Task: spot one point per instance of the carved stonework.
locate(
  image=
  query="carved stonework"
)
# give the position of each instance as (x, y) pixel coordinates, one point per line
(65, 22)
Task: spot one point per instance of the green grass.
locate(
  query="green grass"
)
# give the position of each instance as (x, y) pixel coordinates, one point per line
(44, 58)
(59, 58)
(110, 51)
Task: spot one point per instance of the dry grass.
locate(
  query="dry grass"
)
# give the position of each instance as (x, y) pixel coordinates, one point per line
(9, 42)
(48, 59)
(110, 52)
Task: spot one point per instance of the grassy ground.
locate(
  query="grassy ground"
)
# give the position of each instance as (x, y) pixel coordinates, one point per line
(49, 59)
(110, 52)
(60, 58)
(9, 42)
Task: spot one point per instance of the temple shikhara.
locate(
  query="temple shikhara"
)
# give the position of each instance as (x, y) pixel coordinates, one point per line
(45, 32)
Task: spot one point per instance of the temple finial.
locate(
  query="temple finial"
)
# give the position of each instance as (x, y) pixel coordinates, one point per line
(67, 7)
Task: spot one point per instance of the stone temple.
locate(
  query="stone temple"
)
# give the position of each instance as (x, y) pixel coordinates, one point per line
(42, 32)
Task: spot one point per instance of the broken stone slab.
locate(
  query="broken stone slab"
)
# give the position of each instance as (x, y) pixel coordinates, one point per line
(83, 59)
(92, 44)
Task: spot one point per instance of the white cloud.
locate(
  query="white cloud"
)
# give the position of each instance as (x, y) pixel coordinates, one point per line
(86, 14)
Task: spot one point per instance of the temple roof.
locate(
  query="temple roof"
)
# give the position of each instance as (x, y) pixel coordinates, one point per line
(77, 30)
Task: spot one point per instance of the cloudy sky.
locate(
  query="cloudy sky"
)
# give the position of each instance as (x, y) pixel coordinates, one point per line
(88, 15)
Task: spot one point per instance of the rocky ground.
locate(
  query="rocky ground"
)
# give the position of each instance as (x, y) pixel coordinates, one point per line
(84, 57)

■ Written task: Rewrite all of the data above with each "spot" changed to "mark" and nothing else altered.

■ Output:
Task: mark one point per instance of the carved stonework.
locate(
  image=
  query="carved stonework"
)
# give the position of each instance as (x, y) pixel coordinates, one point per line
(65, 22)
Task: mark one point per instance of the green grass.
locate(
  query="green grass"
)
# give the position of each instance as (x, y) pixel coordinates, one point per line
(44, 58)
(59, 58)
(110, 51)
Task: mark one point per instance of the dry grass.
locate(
  query="dry grass"
)
# give the position of each instance as (x, y) pixel coordinates, one point per line
(9, 42)
(48, 59)
(110, 52)
Task: mark one point per instance of the grassy ground.
locate(
  query="grassy ground"
)
# give the position of each instance as (x, y) pixel coordinates, one point per line
(49, 59)
(110, 52)
(60, 58)
(9, 42)
Task: mark one point per instance of the temple shikhara.
locate(
  query="temple shikhara"
)
# give the position of each instance as (x, y) pixel coordinates, one point per line
(45, 32)
Task: mark one point per instance of the temple finial.
locate(
  query="temple finial"
)
# give the position of each instance as (x, y) pixel coordinates, one point per line
(67, 7)
Task: mark one point per instance of the stone temple.
locate(
  query="stone temple"
)
# give the position of each instance as (x, y) pixel coordinates, one point per line
(42, 32)
Task: mark one point per instance of the broken stone slab.
locate(
  query="broken stone slab"
)
# give the position of each instance as (x, y) pixel coordinates, one point per line
(83, 59)
(92, 44)
Task: mark one point per instance of the white cloud.
locate(
  query="white cloud"
)
# give the position of each instance as (x, y) pixel coordinates, one point per line
(86, 14)
Task: mark one point per instance of the temple roof.
locate(
  query="temple roof"
)
# give the position of each instance as (x, y) pixel coordinates, one point per line
(77, 30)
Task: mark one point per instance of the cloudy sky.
locate(
  query="cloudy sky"
)
# give the position of each instance as (x, y) pixel coordinates, one point per line
(88, 15)
Task: mark one point per instance of the rocky ground.
locate(
  query="rocky ground"
)
# give the position of each instance as (x, y) pixel coordinates, one point per line
(84, 57)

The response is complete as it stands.